TASK GOAL: In the passage about walking through Monterey, who moved to San Francisco with the writer to go to college?

EXTRACT PROVIDED:

begin

After leaving the aquarium I spent some time walking around the city and I began to feel something.  Something I hadn’t felt since I was 18 years old.  When my cousin Nora and I first moved to San Francisco to go to college, we walked everywhere. We didn’t take a bus or ride a bike, we walked all over that city and we learned it.  We learned the shortcuts and the side streets, where it was safe to walk and where the late night food was, etc.  I still have vivid memories of those days because Nora and I were having a great time but also because it was new.  We were walking paths and places we had never been before and it felt good.  I was getting that same feeling walking through Monterey.  After skating and walking through those streets, I feel like I know that city.  I experienced it at it’s ground level, it’s base.  I could feel the hustle and bustle of the tourists but I could also feel the calm quiet of the real city below the noise.  The city I experienced in the middle of the night, the peace.

end

RAW RECORDS:
begin

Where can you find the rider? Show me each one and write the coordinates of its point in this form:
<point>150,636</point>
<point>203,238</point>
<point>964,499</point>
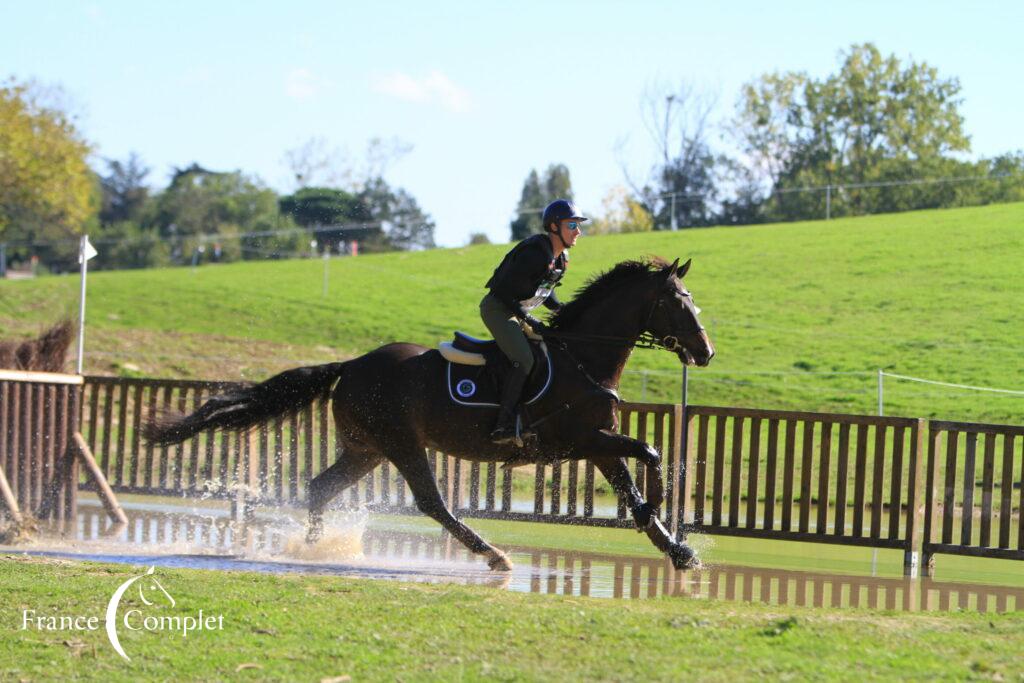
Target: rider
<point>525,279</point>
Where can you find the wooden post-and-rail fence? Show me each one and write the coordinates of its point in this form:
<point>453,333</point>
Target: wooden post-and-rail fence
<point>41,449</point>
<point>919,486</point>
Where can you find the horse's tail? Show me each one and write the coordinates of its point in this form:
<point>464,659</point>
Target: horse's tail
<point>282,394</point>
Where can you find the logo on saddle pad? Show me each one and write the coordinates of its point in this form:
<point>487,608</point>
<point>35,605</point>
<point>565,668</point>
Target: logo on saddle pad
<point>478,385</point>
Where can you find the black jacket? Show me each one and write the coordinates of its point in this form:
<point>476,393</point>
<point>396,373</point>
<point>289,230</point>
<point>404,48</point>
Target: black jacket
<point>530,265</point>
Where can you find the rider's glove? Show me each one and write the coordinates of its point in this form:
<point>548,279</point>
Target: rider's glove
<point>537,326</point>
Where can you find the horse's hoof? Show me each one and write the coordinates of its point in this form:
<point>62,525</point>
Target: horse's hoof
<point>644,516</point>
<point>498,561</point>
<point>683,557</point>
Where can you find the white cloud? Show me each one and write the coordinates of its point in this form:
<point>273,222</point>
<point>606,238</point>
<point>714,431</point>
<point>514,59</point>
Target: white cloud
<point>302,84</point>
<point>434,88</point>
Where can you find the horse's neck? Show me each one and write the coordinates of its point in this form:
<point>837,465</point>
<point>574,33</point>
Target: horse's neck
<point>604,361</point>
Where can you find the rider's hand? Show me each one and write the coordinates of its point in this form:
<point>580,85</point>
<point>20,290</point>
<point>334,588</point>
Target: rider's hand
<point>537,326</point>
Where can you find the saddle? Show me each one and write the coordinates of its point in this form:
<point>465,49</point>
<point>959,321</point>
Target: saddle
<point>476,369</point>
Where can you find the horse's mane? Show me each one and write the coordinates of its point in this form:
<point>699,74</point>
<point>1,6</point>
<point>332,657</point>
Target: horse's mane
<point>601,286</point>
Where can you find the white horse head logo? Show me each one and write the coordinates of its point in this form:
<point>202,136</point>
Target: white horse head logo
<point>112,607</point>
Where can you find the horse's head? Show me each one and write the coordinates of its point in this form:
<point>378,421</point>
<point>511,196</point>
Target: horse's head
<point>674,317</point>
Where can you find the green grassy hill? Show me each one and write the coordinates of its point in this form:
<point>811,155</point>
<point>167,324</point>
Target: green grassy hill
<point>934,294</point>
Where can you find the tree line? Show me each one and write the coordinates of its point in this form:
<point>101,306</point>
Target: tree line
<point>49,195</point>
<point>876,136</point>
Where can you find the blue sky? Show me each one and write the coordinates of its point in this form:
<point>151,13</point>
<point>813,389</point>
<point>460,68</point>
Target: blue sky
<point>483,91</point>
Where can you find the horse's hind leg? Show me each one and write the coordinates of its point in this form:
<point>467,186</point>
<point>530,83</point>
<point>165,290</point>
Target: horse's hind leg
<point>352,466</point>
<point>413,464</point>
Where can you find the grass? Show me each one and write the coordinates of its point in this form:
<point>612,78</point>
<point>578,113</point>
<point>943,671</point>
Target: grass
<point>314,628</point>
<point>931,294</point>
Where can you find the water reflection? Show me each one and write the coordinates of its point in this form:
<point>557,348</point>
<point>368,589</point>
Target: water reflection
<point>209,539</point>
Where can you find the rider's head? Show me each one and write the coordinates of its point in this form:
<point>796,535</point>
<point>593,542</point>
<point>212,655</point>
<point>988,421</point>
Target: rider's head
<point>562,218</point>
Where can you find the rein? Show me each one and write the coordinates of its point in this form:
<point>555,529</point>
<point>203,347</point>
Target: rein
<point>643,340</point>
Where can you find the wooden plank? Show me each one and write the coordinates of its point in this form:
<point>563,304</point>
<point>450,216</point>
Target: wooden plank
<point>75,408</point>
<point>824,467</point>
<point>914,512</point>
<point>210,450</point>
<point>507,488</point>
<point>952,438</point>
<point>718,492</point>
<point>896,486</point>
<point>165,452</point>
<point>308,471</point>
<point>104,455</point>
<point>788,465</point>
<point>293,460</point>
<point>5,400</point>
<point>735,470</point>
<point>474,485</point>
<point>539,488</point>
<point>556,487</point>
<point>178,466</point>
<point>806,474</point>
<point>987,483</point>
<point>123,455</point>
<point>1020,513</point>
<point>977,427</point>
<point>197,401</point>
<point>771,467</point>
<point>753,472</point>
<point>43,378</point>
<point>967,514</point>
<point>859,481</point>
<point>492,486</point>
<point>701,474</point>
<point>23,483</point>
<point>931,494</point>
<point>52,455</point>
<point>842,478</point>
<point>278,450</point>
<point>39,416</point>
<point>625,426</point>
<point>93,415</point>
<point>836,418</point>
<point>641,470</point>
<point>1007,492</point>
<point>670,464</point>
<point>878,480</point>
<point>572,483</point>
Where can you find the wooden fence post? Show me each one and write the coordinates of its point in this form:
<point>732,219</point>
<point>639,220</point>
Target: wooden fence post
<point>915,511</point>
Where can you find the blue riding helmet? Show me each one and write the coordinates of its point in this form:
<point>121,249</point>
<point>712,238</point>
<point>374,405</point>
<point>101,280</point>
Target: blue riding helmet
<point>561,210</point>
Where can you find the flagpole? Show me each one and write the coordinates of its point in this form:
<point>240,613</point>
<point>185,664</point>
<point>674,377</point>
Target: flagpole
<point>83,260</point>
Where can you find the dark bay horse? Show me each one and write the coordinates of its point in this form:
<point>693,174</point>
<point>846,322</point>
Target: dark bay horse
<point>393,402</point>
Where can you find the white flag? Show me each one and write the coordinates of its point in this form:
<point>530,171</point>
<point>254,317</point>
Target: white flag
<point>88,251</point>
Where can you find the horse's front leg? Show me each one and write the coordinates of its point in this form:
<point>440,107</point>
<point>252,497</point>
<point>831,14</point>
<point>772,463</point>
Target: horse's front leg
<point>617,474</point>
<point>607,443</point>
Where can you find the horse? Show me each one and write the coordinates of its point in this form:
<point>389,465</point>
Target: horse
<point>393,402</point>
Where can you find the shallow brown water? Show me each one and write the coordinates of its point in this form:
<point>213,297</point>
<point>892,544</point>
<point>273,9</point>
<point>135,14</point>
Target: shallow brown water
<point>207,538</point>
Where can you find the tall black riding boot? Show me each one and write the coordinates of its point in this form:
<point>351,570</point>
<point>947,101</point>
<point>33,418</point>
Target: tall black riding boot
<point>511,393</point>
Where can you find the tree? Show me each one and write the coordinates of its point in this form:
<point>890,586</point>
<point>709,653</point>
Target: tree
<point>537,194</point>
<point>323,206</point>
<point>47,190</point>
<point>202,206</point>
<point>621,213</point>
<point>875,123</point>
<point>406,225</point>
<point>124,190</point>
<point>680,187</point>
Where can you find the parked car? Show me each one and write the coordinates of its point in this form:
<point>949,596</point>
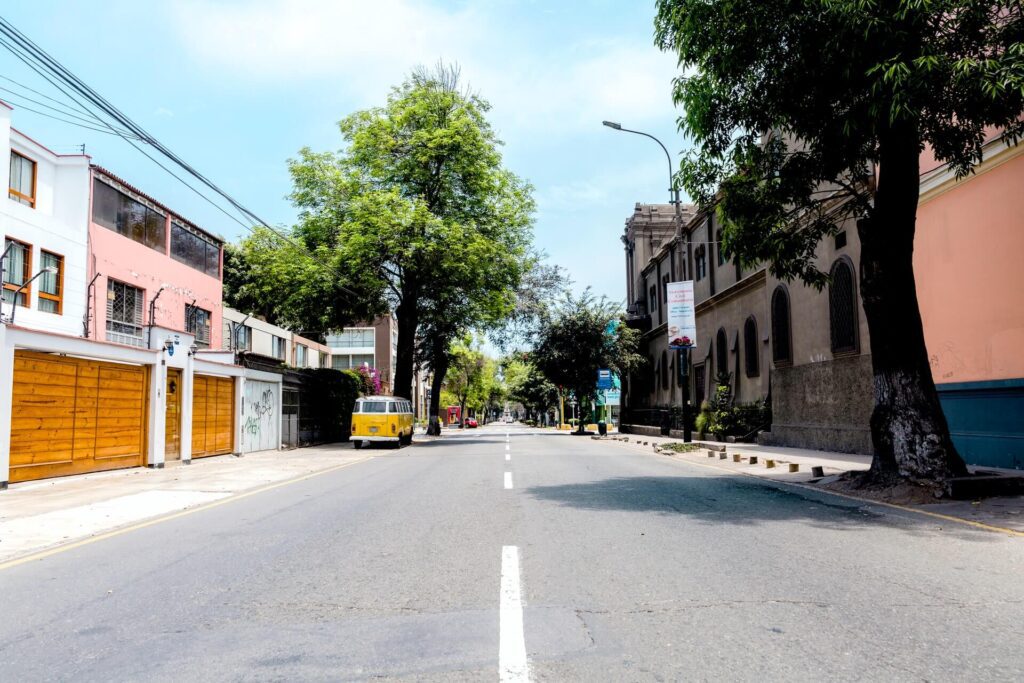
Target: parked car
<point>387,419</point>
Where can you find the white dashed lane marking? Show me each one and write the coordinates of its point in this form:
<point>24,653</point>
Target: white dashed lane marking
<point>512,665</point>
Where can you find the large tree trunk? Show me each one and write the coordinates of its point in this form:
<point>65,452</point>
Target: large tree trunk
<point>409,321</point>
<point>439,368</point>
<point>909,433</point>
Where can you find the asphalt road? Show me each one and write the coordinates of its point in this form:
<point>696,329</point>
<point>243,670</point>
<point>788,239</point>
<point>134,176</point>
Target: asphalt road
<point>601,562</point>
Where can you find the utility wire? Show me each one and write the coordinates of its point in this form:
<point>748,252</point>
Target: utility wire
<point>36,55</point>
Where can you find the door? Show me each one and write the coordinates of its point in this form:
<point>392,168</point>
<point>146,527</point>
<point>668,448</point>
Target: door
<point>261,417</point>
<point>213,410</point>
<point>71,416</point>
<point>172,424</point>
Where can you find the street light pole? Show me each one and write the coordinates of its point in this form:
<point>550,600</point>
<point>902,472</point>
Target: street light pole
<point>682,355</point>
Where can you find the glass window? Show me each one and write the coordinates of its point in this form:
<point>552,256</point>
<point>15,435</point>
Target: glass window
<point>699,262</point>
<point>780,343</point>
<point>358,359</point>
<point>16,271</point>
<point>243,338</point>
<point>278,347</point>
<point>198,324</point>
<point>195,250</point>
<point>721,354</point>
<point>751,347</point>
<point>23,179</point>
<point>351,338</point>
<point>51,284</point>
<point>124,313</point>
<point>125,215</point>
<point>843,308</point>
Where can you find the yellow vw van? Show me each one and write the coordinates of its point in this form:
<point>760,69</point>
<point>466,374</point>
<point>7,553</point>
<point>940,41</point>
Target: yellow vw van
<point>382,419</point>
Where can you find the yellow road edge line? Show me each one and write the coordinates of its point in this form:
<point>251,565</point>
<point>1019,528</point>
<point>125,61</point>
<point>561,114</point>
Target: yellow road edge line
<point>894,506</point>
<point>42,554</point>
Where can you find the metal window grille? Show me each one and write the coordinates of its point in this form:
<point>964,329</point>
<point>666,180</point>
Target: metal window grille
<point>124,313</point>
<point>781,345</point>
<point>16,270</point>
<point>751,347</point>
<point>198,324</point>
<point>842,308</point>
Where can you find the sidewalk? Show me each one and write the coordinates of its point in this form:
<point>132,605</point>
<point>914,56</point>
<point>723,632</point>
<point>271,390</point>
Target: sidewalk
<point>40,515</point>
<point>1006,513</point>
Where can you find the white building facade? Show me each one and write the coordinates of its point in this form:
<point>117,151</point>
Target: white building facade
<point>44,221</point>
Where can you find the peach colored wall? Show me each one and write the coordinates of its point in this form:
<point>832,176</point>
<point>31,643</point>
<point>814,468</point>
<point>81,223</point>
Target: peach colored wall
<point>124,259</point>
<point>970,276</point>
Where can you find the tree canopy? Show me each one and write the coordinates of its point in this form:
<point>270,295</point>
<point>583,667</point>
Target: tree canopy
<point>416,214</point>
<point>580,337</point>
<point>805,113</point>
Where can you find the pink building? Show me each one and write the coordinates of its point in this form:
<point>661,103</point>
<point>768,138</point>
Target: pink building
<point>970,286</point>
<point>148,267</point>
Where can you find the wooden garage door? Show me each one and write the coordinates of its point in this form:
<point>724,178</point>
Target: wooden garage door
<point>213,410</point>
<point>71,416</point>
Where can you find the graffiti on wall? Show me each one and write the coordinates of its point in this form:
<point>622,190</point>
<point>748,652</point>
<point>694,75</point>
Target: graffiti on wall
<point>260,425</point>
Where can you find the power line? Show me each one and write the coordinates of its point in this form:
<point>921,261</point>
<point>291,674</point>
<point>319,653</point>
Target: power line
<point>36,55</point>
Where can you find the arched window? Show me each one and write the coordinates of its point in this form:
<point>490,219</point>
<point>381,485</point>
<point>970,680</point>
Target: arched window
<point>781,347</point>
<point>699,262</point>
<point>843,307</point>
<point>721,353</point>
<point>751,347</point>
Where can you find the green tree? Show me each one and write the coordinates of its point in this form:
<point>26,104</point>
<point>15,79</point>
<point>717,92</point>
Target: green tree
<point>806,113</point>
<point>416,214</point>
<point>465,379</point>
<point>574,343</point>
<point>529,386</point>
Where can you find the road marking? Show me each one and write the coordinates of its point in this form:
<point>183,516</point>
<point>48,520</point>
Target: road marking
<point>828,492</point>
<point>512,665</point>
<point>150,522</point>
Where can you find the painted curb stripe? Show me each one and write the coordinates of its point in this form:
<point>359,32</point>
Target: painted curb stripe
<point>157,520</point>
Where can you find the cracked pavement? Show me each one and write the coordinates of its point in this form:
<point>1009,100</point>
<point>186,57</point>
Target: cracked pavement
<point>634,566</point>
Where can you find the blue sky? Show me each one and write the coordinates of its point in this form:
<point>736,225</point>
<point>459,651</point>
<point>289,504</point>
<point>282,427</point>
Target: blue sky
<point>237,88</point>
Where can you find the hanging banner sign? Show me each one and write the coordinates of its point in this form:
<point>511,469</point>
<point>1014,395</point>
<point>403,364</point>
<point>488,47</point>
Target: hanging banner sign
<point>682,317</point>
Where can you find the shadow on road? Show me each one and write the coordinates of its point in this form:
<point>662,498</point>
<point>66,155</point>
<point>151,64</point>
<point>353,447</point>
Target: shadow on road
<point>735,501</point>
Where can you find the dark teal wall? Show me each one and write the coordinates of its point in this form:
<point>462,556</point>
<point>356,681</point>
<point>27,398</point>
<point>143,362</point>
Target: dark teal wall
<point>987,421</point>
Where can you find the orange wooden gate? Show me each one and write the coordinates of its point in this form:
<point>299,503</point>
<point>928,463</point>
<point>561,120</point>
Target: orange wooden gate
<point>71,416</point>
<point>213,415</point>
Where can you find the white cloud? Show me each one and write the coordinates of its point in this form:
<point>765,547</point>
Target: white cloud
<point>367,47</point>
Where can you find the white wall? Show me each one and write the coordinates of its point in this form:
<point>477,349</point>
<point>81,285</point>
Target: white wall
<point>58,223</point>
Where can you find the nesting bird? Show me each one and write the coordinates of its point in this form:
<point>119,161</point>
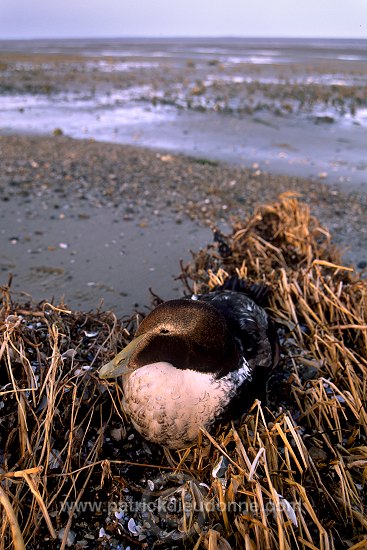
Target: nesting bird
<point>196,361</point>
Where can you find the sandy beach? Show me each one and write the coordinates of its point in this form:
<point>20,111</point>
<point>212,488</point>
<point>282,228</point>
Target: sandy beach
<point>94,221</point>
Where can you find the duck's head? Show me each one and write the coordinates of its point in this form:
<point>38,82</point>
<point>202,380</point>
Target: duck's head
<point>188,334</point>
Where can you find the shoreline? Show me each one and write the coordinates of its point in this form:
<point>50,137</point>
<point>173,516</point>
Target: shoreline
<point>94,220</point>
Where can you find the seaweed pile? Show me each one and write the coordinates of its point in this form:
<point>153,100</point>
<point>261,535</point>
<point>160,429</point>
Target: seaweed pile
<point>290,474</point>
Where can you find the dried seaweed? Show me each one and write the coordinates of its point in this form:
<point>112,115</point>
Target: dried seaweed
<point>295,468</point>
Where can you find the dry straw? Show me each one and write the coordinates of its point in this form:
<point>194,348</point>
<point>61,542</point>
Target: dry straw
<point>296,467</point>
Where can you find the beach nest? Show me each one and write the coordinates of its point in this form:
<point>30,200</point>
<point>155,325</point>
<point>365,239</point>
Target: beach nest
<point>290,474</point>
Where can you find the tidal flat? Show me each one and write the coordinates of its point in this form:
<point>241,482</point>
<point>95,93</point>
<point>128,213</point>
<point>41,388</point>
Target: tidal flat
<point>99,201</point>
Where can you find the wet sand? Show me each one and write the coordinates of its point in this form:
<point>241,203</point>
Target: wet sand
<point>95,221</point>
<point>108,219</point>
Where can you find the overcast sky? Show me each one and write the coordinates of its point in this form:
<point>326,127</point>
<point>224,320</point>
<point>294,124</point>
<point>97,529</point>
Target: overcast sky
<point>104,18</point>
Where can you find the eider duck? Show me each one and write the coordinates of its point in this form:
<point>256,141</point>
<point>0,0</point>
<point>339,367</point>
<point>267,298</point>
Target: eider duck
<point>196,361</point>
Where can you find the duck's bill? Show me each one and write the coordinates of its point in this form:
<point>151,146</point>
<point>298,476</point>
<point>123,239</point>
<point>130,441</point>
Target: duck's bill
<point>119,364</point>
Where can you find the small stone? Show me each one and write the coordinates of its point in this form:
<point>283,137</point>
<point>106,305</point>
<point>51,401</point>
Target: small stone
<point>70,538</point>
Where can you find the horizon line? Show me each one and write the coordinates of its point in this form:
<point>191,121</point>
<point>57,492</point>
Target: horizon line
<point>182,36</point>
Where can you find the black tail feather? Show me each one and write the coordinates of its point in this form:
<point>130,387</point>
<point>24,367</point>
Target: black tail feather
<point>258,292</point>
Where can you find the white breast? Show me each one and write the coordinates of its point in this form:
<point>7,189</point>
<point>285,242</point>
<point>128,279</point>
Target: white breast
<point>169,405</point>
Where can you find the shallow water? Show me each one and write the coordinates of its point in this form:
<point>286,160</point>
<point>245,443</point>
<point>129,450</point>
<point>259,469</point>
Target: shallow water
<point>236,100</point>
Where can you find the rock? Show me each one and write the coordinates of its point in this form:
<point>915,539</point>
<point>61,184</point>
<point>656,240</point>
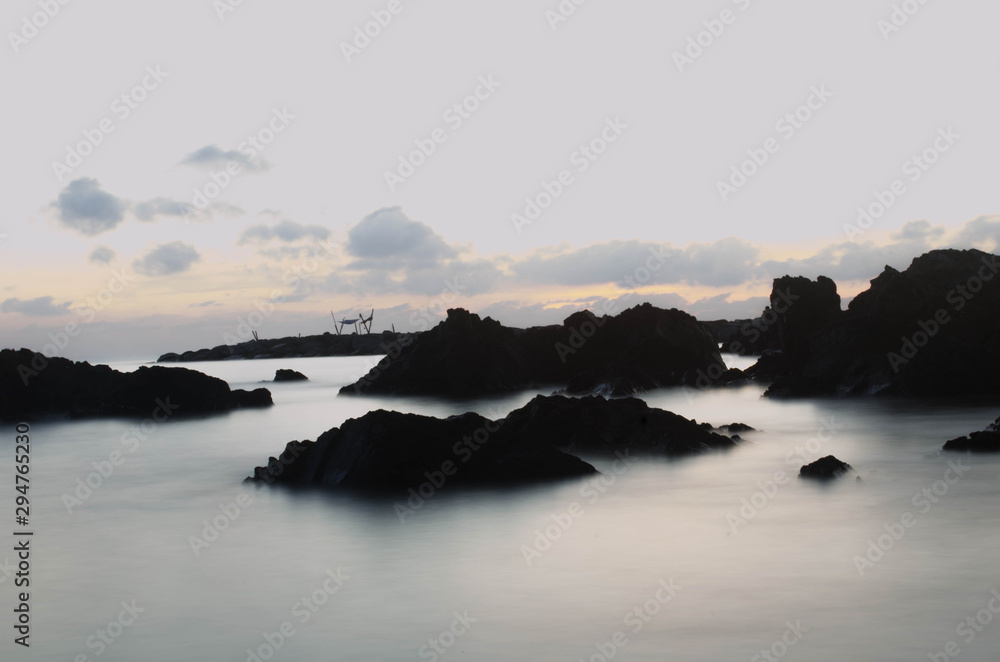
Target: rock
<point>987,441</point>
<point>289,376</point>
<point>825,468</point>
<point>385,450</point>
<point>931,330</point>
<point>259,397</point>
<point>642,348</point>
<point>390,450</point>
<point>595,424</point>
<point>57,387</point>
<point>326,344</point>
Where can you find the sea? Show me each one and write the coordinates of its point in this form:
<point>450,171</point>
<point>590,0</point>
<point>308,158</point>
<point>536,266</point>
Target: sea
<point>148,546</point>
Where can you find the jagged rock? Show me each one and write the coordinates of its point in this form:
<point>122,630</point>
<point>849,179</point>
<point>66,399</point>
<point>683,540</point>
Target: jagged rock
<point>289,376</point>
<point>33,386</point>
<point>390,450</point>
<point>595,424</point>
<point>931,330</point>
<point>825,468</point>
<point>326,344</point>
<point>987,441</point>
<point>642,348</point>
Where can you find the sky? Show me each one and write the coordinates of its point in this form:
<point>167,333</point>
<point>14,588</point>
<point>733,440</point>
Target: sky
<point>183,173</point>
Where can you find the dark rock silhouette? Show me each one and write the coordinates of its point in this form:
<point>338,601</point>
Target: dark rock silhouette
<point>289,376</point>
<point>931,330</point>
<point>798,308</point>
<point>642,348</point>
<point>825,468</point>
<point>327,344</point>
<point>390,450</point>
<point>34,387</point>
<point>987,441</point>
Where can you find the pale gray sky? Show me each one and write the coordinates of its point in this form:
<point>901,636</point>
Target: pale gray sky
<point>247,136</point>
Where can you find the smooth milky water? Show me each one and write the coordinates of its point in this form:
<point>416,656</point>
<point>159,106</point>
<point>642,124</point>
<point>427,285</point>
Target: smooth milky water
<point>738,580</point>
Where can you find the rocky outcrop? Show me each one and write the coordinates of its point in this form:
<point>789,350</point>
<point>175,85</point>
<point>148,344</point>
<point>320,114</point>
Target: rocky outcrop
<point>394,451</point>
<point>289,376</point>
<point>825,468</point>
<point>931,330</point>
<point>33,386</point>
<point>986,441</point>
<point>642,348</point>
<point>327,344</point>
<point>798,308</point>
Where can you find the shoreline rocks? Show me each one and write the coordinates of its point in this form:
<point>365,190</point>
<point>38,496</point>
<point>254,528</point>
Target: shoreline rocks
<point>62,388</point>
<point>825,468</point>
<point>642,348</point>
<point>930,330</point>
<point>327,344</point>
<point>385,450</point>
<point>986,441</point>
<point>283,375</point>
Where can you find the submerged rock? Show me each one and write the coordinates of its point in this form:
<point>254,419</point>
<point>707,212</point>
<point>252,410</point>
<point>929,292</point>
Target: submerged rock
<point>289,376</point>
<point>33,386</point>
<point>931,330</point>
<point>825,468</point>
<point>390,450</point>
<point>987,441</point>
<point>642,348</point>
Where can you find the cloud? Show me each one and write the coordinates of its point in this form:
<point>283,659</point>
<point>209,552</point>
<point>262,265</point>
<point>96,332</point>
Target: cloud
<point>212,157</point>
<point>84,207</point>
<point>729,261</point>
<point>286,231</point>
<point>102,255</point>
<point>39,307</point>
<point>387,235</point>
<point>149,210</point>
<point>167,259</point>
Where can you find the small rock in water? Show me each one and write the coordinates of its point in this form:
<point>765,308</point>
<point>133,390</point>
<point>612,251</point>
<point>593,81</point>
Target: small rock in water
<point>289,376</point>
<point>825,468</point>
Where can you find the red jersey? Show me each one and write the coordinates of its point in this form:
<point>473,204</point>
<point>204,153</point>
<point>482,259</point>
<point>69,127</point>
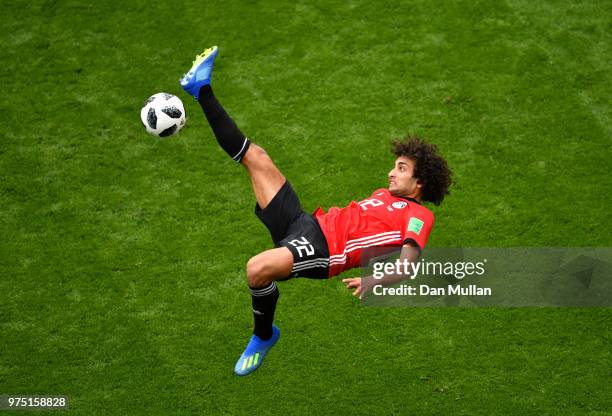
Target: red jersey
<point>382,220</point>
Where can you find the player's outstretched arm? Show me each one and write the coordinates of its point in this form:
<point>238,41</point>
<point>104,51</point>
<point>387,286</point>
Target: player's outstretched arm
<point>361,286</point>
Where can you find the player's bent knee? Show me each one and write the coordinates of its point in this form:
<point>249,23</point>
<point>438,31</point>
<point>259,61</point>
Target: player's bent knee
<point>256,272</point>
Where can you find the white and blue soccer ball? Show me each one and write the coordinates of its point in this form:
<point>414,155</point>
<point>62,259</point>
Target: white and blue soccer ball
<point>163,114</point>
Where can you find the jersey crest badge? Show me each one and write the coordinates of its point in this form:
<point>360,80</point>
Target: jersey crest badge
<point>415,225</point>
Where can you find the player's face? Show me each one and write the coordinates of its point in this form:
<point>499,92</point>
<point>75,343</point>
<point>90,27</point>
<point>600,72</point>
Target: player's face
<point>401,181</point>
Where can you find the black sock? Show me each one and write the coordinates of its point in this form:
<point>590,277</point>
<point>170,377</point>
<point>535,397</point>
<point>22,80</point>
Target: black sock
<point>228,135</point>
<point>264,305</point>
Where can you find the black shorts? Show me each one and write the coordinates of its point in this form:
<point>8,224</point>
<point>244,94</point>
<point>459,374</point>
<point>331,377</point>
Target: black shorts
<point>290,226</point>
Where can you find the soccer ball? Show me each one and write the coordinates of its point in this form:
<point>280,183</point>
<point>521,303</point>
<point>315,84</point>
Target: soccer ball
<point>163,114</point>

end

EXERCISE OUTPUT: The writer's cousin Nora.